* SUPPLIED RECORDS
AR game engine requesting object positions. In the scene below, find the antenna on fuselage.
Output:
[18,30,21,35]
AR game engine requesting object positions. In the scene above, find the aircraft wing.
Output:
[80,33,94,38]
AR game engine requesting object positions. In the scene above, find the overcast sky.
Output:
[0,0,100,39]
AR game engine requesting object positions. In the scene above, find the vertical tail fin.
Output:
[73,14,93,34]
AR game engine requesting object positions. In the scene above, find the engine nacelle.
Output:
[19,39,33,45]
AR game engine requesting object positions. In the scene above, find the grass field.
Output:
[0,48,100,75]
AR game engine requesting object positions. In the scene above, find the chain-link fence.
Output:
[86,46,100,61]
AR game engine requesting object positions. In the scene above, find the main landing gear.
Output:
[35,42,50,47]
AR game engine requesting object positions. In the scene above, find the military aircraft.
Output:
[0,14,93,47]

...

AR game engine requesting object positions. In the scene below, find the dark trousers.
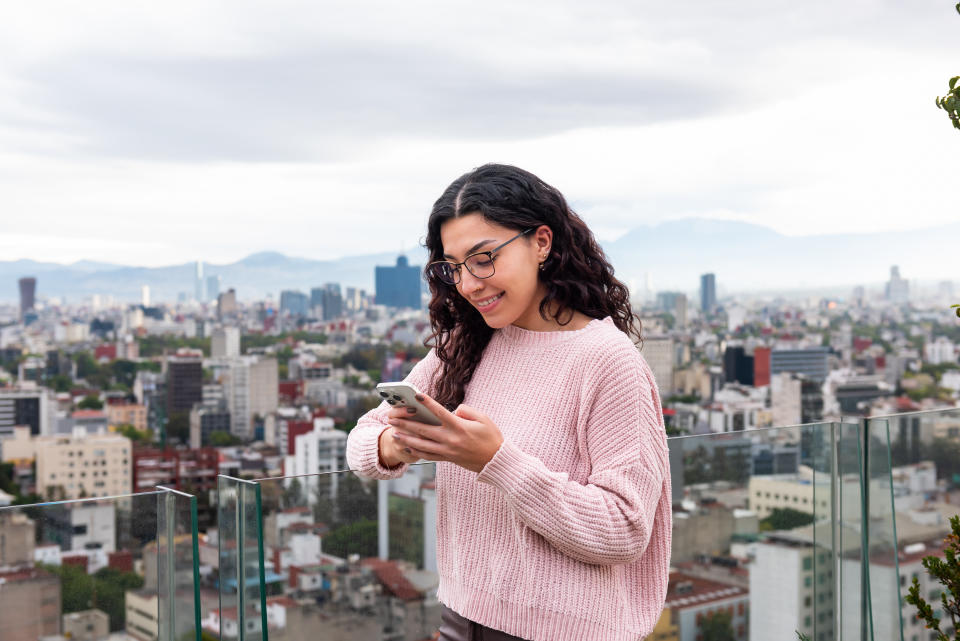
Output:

* REQUIREMENTS
Reproduce the data from the line containing "the military aircraft." up to and including the line containing "[0,14,93,47]", keeping every line in full but shifting each bounding-box coordinate in the answers up by 100. Output only those lines.

* ANSWER FOR THIS EXERCISE
AR game engine requesting object positions. In the scene above, find the military aircraft.
Output:
[100,114,193,147]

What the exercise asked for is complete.